BEGIN DATA
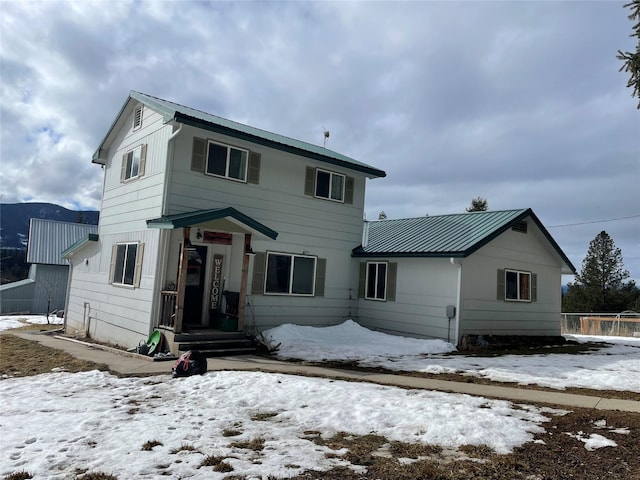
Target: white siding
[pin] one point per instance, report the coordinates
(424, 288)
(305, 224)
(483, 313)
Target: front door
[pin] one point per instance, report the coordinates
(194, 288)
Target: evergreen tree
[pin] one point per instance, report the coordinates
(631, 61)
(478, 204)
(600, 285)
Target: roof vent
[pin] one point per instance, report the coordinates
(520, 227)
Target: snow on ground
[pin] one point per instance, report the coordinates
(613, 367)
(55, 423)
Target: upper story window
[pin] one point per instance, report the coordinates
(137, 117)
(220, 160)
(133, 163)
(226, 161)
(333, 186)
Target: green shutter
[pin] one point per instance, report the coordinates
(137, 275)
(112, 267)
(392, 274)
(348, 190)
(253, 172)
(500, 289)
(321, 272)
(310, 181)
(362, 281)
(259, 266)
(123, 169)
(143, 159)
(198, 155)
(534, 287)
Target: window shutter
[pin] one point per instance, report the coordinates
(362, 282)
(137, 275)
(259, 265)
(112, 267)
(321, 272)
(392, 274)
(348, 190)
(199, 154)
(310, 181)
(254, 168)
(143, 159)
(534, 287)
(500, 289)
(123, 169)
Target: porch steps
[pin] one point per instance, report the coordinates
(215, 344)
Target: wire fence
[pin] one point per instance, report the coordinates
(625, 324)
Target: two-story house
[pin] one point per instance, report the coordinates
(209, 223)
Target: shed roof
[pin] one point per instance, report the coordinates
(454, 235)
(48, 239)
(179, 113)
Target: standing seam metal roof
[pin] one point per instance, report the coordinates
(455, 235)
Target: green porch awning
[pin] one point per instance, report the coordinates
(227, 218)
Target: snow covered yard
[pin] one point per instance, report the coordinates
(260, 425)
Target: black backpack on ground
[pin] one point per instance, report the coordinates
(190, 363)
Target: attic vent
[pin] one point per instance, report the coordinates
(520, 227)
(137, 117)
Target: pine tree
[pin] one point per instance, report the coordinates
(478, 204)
END DATA
BEGIN DATA
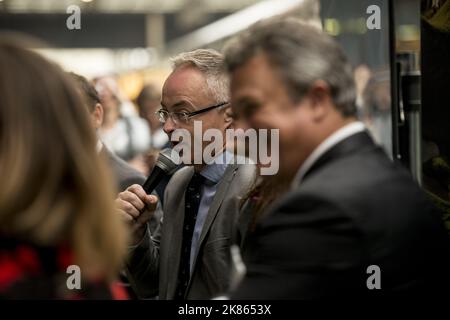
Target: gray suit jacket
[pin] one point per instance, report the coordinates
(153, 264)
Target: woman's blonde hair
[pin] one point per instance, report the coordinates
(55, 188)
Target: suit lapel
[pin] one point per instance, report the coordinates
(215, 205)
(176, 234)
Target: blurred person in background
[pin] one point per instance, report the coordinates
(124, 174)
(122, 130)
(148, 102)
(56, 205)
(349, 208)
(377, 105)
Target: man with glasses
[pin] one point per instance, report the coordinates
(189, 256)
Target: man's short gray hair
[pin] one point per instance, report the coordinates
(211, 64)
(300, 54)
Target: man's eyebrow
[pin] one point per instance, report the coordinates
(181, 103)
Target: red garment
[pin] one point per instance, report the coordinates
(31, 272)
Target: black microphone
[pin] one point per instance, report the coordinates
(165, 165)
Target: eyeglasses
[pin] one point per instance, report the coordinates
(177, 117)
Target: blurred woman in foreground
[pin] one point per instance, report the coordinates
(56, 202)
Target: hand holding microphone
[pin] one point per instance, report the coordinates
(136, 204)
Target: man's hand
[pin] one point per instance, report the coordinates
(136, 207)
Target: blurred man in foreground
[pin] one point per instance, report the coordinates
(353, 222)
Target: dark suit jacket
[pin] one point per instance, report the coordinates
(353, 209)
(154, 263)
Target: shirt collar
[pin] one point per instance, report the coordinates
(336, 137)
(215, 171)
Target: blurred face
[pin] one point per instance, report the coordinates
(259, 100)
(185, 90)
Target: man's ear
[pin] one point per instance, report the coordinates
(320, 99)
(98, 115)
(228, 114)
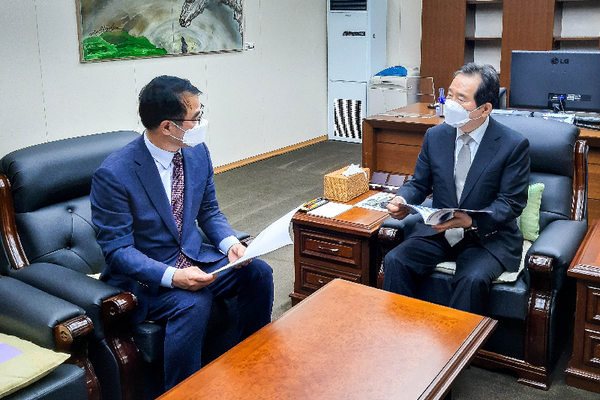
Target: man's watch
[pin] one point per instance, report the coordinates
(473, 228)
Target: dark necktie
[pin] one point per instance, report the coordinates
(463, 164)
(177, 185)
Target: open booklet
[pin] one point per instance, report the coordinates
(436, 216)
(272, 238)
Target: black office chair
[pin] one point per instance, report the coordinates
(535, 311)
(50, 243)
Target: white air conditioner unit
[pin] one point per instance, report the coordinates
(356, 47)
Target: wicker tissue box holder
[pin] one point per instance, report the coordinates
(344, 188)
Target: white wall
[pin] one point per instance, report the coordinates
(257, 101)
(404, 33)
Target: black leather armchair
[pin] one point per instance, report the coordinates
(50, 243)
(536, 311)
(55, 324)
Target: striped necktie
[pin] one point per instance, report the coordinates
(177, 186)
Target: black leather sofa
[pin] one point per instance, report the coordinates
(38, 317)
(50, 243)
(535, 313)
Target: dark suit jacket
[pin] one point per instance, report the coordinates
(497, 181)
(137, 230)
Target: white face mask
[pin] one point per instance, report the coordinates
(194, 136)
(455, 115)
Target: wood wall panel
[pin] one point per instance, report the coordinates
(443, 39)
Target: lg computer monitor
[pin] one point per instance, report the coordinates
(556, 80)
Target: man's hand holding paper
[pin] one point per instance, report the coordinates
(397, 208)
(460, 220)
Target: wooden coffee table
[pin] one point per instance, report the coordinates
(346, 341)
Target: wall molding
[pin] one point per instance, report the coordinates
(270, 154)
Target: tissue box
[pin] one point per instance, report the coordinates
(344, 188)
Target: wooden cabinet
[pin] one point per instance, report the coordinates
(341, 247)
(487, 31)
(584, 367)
END DATA
Search the data above for the word "story" and count the lines where it appears. Only the number should be given.

■ ANSWER SPACE: 2